** Provided records follows **

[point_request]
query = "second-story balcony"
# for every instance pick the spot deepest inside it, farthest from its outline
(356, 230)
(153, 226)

** End of Provided records **

Problem to work on:
Each entry above is to be copied out exactly as written.

Response box:
[point_request]
query = "second-story balcony"
# for every instance pick the spot deepest inside it, farthest from its outline
(356, 230)
(153, 226)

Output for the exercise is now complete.